#### What this task involves
Begin with the line containing "task: segment each instance of the blue" and copy each line exactly through the last line of the entries, inclusive.

#### Image boundary annotation data

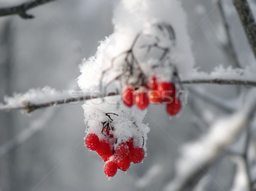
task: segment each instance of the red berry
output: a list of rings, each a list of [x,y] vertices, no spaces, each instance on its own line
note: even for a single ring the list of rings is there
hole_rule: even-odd
[[[95,151],[99,146],[99,137],[95,134],[90,133],[85,137],[85,145],[89,150]]]
[[[102,157],[104,162],[106,162],[109,159],[109,158],[112,156],[112,154],[108,154],[102,155],[100,157]]]
[[[156,90],[157,89],[157,78],[153,77],[147,83],[147,85],[149,89]]]
[[[113,177],[116,174],[117,165],[116,162],[113,160],[108,161],[104,165],[104,172],[108,177]]]
[[[128,157],[122,159],[118,158],[116,160],[116,163],[118,169],[123,171],[126,171],[130,167],[131,161]]]
[[[133,138],[130,138],[129,141],[126,142],[126,143],[127,143],[127,145],[128,145],[128,146],[129,147],[129,150],[131,150],[133,146]]]
[[[123,102],[127,107],[131,107],[134,102],[133,89],[131,87],[126,88],[122,95]]]
[[[177,100],[177,103],[175,103]],[[178,98],[176,98],[172,102],[167,104],[166,111],[169,115],[175,115],[180,111],[181,107],[180,101]]]
[[[129,146],[126,143],[122,143],[118,145],[115,150],[115,153],[118,157],[123,159],[129,154]]]
[[[143,110],[146,108],[149,103],[148,94],[146,91],[141,91],[136,94],[135,104],[138,108]]]
[[[140,162],[143,160],[145,151],[143,148],[133,148],[130,151],[129,158],[134,164]]]
[[[161,95],[157,90],[149,91],[148,99],[151,103],[161,103],[162,102]]]
[[[109,143],[105,140],[100,141],[99,143],[99,146],[96,149],[96,152],[99,156],[111,154],[112,151]]]
[[[159,92],[163,101],[172,102],[172,95],[175,94],[175,87],[171,82],[162,82],[158,86],[157,90]]]

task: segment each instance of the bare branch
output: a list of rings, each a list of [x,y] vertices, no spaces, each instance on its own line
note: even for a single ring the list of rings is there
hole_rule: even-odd
[[[256,23],[247,0],[233,0],[242,25],[256,58]]]
[[[32,19],[34,16],[29,14],[26,11],[40,5],[55,0],[32,0],[17,6],[0,9],[0,17],[17,14],[23,19]]]
[[[237,68],[241,68],[241,65],[238,60],[237,55],[235,50],[234,44],[231,38],[230,29],[227,17],[225,14],[223,3],[223,2],[221,3],[221,0],[219,0],[218,4],[219,5],[220,12],[223,22],[226,36],[227,40],[227,43],[224,45],[223,48],[226,52],[227,53],[229,58],[232,61],[232,63],[235,65],[235,66]]]
[[[256,90],[251,90],[241,109],[216,121],[209,132],[199,140],[181,148],[184,154],[177,161],[175,177],[166,188],[172,191],[187,190],[196,184],[204,174],[210,176],[207,173],[208,168],[219,158],[224,149],[247,127],[251,120],[256,109]]]

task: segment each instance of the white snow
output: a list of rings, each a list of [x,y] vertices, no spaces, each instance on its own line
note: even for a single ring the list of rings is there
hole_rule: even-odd
[[[117,139],[116,145],[133,137],[134,145],[139,147],[143,145],[145,151],[147,134],[149,131],[149,128],[147,124],[143,123],[143,120],[146,110],[142,111],[135,106],[129,108],[122,103],[117,105],[119,98],[118,96],[106,97],[103,102],[101,99],[98,98],[93,101],[88,100],[83,105],[87,133],[96,134],[100,140],[105,139],[106,133],[102,133],[102,123],[110,123],[110,133]],[[108,114],[113,121],[106,114]],[[113,130],[111,127],[113,128]]]
[[[224,68],[220,65],[210,73],[199,71],[195,69],[189,75],[182,78],[183,80],[236,80],[256,81],[256,65],[247,66],[244,69],[233,68],[231,66]]]
[[[0,109],[23,106],[23,103],[28,102],[36,104],[66,100],[70,98],[73,92],[73,90],[57,91],[49,86],[30,89],[24,94],[15,93],[12,97],[6,96],[5,104],[0,103]]]
[[[239,110],[217,120],[205,135],[182,147],[183,152],[177,162],[176,176],[166,186],[166,190],[179,190],[178,188],[198,169],[205,170],[205,167],[211,164],[246,126],[256,107],[256,89],[251,89]]]
[[[186,27],[186,14],[180,1],[120,0],[115,7],[113,22],[113,33],[101,42],[95,56],[84,60],[80,66],[81,74],[78,83],[83,91],[98,89],[104,70],[107,72],[102,80],[103,85],[123,73],[125,55],[116,59],[113,67],[111,59],[128,50],[139,34],[141,35],[133,51],[146,76],[154,75],[161,80],[170,80],[172,72],[171,64],[177,66],[181,75],[192,72],[194,58]],[[175,40],[170,38],[172,35],[170,26],[174,29]],[[148,52],[145,46],[156,43],[161,48],[153,47]],[[162,48],[169,48],[170,54],[164,55],[166,58],[161,62],[164,52]],[[154,65],[158,67],[153,70]],[[130,77],[128,83],[137,79],[138,71]],[[113,83],[110,88],[116,88],[118,85]],[[123,87],[126,85],[123,81]]]

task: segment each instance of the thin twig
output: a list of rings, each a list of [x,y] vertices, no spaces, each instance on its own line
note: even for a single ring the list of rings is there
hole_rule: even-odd
[[[115,95],[119,95],[119,93],[116,91],[116,92],[110,92],[108,94],[105,94],[103,96],[104,97],[113,96]],[[0,111],[9,111],[9,110],[15,110],[23,109],[24,110],[24,113],[30,113],[37,109],[42,108],[49,107],[50,106],[57,105],[58,105],[64,104],[65,103],[68,103],[72,102],[76,102],[78,101],[83,101],[92,100],[93,99],[98,98],[102,97],[100,95],[97,94],[97,95],[88,95],[86,96],[81,97],[79,97],[71,98],[68,98],[65,100],[61,100],[57,101],[55,101],[51,102],[47,102],[43,103],[40,103],[38,104],[33,104],[30,103],[29,102],[24,102],[26,103],[26,104],[24,104],[24,106],[20,107],[4,107],[3,108],[0,108]]]
[[[233,0],[256,58],[256,23],[247,0]]]
[[[216,84],[219,85],[240,85],[240,86],[256,86],[256,82],[252,81],[243,81],[241,80],[224,80],[215,79],[213,80],[183,80],[180,82],[183,84],[193,84],[198,83],[206,83],[206,84]],[[103,98],[109,96],[113,96],[119,95],[120,92],[118,91],[111,92],[108,94],[105,94],[102,95],[87,95],[76,98],[67,98],[64,100],[58,100],[50,102],[46,102],[40,104],[33,104],[29,102],[29,100],[25,100],[24,106],[18,107],[8,107],[2,106],[0,107],[0,111],[9,111],[15,110],[24,110],[23,113],[30,113],[36,109],[42,108],[49,107],[50,106],[57,105],[58,105],[68,103],[72,102],[76,102],[78,101],[83,101],[92,100],[93,99]]]
[[[241,68],[241,65],[237,57],[237,54],[236,52],[234,43],[231,38],[230,28],[227,17],[225,14],[223,6],[224,3],[221,3],[221,0],[218,0],[218,4],[219,5],[220,13],[223,22],[225,32],[226,33],[226,36],[227,38],[227,43],[223,45],[223,47],[224,51],[227,53],[229,58],[232,61],[232,63],[235,65],[234,66],[237,68]]]
[[[32,19],[34,16],[29,14],[26,11],[40,5],[55,0],[32,0],[16,6],[0,9],[0,17],[17,14],[23,19]]]
[[[216,84],[219,85],[233,85],[240,86],[256,86],[256,81],[246,81],[239,80],[225,80],[215,79],[212,80],[186,80],[181,81],[183,84],[196,84],[196,83],[209,83]]]

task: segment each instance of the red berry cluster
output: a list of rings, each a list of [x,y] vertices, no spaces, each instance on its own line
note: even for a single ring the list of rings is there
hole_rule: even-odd
[[[88,149],[96,151],[106,162],[104,172],[108,177],[113,177],[118,169],[126,171],[131,162],[139,163],[144,159],[144,149],[134,145],[133,138],[128,141],[116,144],[116,139],[113,135],[105,137],[100,140],[96,134],[90,133],[85,137],[85,145]]]
[[[127,87],[122,94],[125,105],[131,107],[134,104],[142,110],[145,109],[149,103],[166,104],[166,111],[171,115],[177,114],[181,109],[181,103],[177,97],[177,89],[170,82],[158,83],[153,77],[143,88],[135,90],[132,87]]]

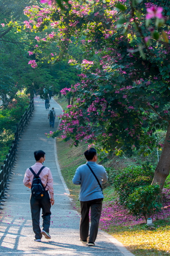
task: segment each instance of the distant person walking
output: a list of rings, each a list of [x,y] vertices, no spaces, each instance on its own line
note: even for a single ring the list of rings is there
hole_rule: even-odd
[[[92,246],[95,245],[104,197],[101,184],[106,182],[107,175],[104,167],[96,163],[98,157],[95,148],[90,148],[84,154],[87,163],[77,168],[72,182],[75,185],[81,186],[80,241]],[[89,235],[90,208],[91,224]]]
[[[46,94],[45,96],[45,106],[46,110],[49,108],[49,103],[50,103],[50,98],[47,94]]]
[[[50,110],[48,115],[48,119],[49,119],[50,121],[50,127],[52,126],[54,128],[54,122],[55,118],[55,112],[54,111],[54,108],[52,108],[51,110]]]
[[[53,188],[53,179],[50,169],[45,167],[43,164],[45,161],[45,153],[42,150],[38,150],[34,153],[36,160],[35,164],[31,166],[36,174],[38,173],[40,170],[42,171],[38,176],[41,179],[42,185],[45,187],[45,191],[44,196],[41,195],[42,198],[36,199],[32,194],[30,198],[30,204],[31,212],[33,231],[35,233],[34,241],[40,242],[42,235],[46,238],[49,239],[51,236],[49,235],[49,228],[51,213],[50,211],[51,204],[54,204],[54,190]],[[29,188],[31,188],[35,176],[29,168],[27,169],[23,181],[24,184]],[[49,191],[50,198],[48,192]],[[41,231],[39,226],[39,218],[41,209],[42,209],[43,219],[42,230]]]

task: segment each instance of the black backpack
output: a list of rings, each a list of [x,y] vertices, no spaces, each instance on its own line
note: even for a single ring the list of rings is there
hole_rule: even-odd
[[[53,111],[54,110],[50,110],[50,118],[53,118],[54,117],[53,115]]]
[[[46,187],[44,187],[39,175],[43,169],[45,168],[45,166],[42,166],[37,174],[36,174],[31,167],[29,168],[34,175],[32,181],[31,190],[32,196],[36,199],[42,199],[44,196],[46,186]]]

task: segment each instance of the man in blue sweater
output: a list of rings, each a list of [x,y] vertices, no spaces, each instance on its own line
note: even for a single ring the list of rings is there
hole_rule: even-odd
[[[77,169],[72,182],[75,185],[80,185],[80,241],[83,243],[92,246],[95,245],[104,197],[101,184],[106,182],[107,175],[104,167],[96,163],[98,157],[95,148],[90,148],[86,150],[84,154],[87,160],[86,164],[80,165]],[[89,235],[90,208],[91,224]]]

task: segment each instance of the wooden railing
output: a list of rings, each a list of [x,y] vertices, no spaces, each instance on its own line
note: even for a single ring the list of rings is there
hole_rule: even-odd
[[[3,202],[6,198],[6,193],[8,190],[10,176],[12,173],[12,169],[14,165],[15,159],[17,150],[17,146],[20,135],[24,128],[28,123],[34,110],[34,99],[30,100],[29,106],[25,109],[25,111],[17,124],[15,137],[9,153],[6,155],[6,159],[4,161],[4,165],[1,165],[0,171],[0,210],[4,204]]]

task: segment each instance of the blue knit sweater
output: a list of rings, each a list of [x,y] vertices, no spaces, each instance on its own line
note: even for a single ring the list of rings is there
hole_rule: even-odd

#### Result for this exercise
task: segment each instance of the blue knit sweater
output: a list of rings, each a list of [x,y] vertices, no spaces, each instance on its own line
note: even for a single ring the list of rings is there
hole_rule: even-odd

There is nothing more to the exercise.